* **Task directions**: Search the entries below. Return every line that has "window" in it.

[Data items]
☆ ☆ ☆ ☆ ☆ ☆ ☆
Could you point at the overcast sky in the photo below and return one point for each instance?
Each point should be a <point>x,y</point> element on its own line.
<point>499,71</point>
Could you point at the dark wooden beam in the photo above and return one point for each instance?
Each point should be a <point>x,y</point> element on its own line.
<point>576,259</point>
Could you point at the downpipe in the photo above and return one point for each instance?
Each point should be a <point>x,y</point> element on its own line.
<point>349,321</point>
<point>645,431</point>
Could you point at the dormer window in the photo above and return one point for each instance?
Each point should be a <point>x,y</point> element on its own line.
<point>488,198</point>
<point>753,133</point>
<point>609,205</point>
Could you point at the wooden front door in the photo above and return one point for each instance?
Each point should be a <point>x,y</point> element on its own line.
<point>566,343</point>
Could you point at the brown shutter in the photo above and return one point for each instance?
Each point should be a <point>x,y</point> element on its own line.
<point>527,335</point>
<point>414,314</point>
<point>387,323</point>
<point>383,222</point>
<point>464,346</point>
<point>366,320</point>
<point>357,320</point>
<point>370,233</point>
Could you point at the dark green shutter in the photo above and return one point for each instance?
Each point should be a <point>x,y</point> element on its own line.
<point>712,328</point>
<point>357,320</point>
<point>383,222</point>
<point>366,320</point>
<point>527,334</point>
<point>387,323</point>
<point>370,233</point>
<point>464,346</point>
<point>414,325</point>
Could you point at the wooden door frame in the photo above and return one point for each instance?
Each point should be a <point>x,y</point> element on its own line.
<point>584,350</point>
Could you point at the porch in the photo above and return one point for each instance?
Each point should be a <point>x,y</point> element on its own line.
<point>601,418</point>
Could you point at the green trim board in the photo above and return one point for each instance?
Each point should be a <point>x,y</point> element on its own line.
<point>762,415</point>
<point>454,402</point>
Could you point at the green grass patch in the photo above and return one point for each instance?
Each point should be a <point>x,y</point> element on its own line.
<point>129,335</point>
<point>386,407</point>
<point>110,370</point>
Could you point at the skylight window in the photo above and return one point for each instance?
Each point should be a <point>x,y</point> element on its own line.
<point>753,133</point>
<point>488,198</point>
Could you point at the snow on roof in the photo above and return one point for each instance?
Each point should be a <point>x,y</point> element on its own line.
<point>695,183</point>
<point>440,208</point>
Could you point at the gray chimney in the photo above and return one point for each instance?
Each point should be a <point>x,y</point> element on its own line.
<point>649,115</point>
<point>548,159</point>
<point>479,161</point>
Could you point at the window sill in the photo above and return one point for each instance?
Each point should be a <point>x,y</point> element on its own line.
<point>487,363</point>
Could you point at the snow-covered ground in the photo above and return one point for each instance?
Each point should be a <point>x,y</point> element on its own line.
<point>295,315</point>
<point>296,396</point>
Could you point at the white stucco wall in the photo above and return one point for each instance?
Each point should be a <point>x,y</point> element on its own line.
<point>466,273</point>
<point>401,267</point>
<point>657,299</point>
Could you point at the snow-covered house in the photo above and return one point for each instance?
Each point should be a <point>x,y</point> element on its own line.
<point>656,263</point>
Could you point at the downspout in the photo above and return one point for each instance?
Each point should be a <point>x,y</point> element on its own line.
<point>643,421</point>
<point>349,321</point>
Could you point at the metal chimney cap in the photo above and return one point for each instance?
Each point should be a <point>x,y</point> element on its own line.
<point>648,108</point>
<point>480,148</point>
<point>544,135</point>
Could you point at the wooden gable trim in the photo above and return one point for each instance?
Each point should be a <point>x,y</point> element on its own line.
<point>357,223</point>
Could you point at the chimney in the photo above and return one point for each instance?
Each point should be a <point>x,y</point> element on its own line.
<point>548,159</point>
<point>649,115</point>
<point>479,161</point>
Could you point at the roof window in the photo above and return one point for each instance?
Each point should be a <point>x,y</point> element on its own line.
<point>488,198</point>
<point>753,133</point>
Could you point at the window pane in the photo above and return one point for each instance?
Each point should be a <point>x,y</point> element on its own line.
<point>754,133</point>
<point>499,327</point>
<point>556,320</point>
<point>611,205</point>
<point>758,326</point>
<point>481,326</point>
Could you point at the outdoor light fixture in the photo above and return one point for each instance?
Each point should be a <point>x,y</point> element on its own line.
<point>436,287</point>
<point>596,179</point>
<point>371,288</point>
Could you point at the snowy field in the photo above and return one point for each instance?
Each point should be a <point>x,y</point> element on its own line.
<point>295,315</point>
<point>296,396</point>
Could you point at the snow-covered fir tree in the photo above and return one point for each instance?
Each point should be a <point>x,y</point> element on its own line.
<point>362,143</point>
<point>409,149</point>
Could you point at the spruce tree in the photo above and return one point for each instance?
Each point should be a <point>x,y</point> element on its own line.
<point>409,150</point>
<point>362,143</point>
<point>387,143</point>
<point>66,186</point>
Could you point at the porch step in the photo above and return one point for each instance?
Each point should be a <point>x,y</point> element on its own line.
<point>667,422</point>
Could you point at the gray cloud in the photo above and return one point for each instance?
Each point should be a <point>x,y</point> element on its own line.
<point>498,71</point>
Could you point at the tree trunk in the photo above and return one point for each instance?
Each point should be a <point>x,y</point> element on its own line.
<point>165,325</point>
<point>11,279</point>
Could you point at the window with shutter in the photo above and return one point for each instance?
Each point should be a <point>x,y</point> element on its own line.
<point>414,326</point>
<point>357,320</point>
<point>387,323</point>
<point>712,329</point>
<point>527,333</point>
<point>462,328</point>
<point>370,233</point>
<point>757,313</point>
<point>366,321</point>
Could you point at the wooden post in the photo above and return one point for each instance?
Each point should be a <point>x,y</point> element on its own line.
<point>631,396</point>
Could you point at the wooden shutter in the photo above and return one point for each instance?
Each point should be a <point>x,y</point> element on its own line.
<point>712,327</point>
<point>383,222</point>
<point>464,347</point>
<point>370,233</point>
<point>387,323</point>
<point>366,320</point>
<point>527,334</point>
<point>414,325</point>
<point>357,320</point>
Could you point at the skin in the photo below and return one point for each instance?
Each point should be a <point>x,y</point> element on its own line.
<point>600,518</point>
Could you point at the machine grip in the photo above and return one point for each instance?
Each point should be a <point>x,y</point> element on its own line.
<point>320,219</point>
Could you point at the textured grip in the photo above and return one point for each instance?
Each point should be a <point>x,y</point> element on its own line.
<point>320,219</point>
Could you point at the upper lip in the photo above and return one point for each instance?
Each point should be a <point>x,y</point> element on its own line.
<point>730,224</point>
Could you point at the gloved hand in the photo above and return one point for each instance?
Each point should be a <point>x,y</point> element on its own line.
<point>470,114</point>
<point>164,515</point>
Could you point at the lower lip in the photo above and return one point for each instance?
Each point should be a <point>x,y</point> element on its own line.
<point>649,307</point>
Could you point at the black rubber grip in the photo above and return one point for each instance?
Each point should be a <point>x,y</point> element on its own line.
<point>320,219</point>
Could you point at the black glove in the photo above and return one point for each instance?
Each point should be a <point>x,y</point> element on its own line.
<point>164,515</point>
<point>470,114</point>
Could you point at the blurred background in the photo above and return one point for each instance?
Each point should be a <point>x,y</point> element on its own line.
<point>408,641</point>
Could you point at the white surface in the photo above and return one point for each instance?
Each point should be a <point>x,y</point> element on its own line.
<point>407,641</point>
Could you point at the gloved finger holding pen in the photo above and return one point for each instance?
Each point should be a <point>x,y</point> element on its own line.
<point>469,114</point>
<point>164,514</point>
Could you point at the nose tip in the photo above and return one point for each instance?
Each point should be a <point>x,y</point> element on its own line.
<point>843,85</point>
☆ ☆ ☆ ☆ ☆ ☆ ☆
* **Result**:
Could you point at the dormer window in the photo above and return one point for each instance?
Could you point at the skylight window in the photo above and return one point for each instance?
Could you point at the window sill in the photo above and return one point for each instance?
Could you point at the roof window in the photo above and return one point for each instance?
Could you point at the window pane in the photo above and return one point for each instance?
Could you point at the window with shutter in the photo above and return one point for each instance?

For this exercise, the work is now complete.